• [Given task]: Reproduce all of the data below word for word, changing nothing.

>>>

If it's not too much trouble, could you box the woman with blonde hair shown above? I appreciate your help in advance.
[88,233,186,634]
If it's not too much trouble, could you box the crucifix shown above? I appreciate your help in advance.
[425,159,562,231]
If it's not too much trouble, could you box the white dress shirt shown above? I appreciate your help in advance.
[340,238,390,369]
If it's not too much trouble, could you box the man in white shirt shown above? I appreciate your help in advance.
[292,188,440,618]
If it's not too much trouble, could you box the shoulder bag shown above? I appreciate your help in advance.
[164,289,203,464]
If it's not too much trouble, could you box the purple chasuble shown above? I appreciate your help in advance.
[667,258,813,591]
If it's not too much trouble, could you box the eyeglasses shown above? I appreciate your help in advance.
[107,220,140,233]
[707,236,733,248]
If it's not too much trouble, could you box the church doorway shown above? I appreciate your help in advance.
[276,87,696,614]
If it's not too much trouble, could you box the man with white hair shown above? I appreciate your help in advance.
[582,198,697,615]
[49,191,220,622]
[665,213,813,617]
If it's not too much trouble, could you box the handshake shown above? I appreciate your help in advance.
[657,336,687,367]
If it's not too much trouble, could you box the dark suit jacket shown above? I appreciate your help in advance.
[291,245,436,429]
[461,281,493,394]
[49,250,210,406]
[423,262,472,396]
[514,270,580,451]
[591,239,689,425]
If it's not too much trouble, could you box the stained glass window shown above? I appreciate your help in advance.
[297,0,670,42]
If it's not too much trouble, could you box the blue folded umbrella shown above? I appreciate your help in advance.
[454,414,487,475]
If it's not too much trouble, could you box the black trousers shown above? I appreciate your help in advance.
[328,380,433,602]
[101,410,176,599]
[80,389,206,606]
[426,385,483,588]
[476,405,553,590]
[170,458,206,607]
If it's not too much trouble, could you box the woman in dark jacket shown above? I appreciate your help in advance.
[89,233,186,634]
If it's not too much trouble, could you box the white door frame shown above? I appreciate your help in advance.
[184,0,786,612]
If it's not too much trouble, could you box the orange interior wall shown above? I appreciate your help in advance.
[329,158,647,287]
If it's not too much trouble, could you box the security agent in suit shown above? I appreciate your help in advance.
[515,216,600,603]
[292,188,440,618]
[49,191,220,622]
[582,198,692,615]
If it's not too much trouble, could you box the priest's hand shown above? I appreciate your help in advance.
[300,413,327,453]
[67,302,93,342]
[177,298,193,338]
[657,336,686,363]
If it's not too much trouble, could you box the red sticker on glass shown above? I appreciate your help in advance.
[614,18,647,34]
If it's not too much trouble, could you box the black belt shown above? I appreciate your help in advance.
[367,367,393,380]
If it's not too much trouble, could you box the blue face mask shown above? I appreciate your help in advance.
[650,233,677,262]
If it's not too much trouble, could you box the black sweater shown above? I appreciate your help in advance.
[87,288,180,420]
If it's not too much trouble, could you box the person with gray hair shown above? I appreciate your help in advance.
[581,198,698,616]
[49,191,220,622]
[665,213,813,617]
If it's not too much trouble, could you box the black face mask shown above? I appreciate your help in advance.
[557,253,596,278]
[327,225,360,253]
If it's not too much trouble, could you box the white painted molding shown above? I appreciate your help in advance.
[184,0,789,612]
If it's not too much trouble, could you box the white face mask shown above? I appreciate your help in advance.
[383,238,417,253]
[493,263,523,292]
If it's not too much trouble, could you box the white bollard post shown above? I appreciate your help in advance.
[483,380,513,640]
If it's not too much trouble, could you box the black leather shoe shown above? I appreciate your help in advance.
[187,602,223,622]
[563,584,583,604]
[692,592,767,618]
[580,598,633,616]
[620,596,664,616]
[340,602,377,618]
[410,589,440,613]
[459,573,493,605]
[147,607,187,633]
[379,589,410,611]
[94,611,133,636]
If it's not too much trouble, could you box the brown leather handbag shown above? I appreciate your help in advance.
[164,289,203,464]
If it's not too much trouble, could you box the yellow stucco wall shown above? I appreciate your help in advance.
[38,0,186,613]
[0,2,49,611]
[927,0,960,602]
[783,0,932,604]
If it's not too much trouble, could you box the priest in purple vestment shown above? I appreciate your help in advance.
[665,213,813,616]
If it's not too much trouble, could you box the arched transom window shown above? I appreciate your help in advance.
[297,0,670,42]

<<<

• [Worked answer]:
If it's not too much trouble, could you box the woman with blonde hair shown above? I appreciate your help in advance.
[88,233,186,634]
If it's not too much trouble, could you box the crucifix shown above? I appreciate your help in advance.
[425,159,562,231]
If it's not too much trouble, could you box the white dress shirt shown above? I appreciate your help in advance.
[340,238,390,369]
If it's not too much trouble, could you box the man in white shirt shown above? I appreciate your help in advance.
[292,188,440,618]
If it's not too much trouble, could you box the shoulder bag shown above? I appreciate your help in advance.
[164,289,203,464]
If it's not too much trouble, could you box the purple chasuble shown above? I appreciate your help in advance.
[667,258,813,591]
If it's not too much trouble, could you box the eyeglasses shown above? I appreciate your help in advance.
[107,220,140,233]
[707,236,733,248]
If it's not too much trouble, could you box the church doorway shown above? I appreciate your help in advance.
[276,87,696,614]
If it's not too much trouble, could you box the man with white hair shown above? I appreciate your help in advance.
[582,198,697,615]
[49,191,220,622]
[665,213,813,617]
If it's not too much trouble, could you box the handshake shown above? I appreciate your help in advance.
[657,336,687,367]
If it's not too much trouble, could you box the dark suit jacket shown above? I appreciate your help in advance.
[291,245,436,429]
[461,281,493,394]
[49,250,210,406]
[423,262,472,396]
[514,270,580,451]
[591,239,689,425]
If it's not too much trouble, could you box the stained glass window shown above? I appreciate your help in advance.
[297,0,670,42]
If it's not too much trouble, could you box the blue folded umbrella shown above? I appreciate your help in advance.
[454,414,487,475]
If it's not too much trouble, could you box the black trousers shown above? I appreciate your help in advance.
[328,380,433,602]
[101,410,176,599]
[80,389,206,606]
[426,385,483,588]
[476,405,553,590]
[170,458,206,607]
If it's not too much trouble, could you box the woman in dark jacket shown above? I appreciate your help in advance.
[89,233,186,634]
If it's not too much trouble, could you box the white door frame shown above? I appreciate your help in advance.
[184,0,786,612]
If it's not too much trouble, could you box the orange interior wall shown above? I appreciate your help in advance.
[329,158,647,287]
If it's not too much trouble, could you box the security agent in suit shown above? I appreciate your help in advance.
[515,216,600,603]
[292,188,440,618]
[49,191,220,622]
[582,198,692,615]
If it's not too much trouble, could you box the priest's hand shown above? I appreciate your help in advance.
[300,413,327,453]
[67,302,93,342]
[177,298,193,338]
[657,336,686,363]
If it's not too much trouble, could you box the red sticker on glass shown above? I appreciate your help in advance.
[614,18,647,34]
If it's not too much trouble, could you box the black belt shown above? I appreciate your help in advance.
[367,367,393,380]
If it's not too much trouble, could you box the blue face mask shown above? I appreciate your help in advance.
[650,233,677,262]
If it's not too much trouble, could you box the black sweater shown above? I appreciate your help in advance.
[87,288,180,420]
If it's not too much trouble, could you box the person with gray hair shown above? I appreciate your help in advance.
[581,198,698,616]
[49,191,220,622]
[665,213,813,617]
If it's not too much trouble, could you box the black face mask shown above? I appreciate your help in advance.
[557,253,596,278]
[327,225,360,253]
If it's not too much trouble, could you box the white painted molding shown above? I appreciate your help in advance.
[184,0,789,612]
If it's not too much trouble, could you box the white face mask shown above? I appreciate your help in advance.
[383,238,417,253]
[493,263,523,292]
If it's not too much trouble, could you box the white bollard post shown above? I appreciate your help in advance.
[483,380,513,640]
If it's not too much trouble, could you box the black leather shoe shown above? I appreciate your help in advance.
[187,602,223,622]
[563,584,583,604]
[692,592,767,618]
[580,598,633,616]
[620,596,664,616]
[340,602,377,618]
[410,589,440,613]
[459,573,493,605]
[147,607,187,633]
[379,589,410,611]
[94,611,133,636]
If it's not too much trouble, could you box the brown leather handbag shown above? I appreciate your help in advance.
[164,289,203,464]
If it's not too much trouble, could you box the yellow stucco wall shown above? I appreciate your help in advance.
[38,0,186,613]
[0,2,49,611]
[927,0,960,602]
[783,0,932,604]
If it's not too much trouble, could you box the priest in purple vestment shown above? I appreciate your help in advance.
[665,213,813,616]
If it's not too much trouble, could you box the arched transom window shown above? I appreciate your help in advance.
[297,0,670,42]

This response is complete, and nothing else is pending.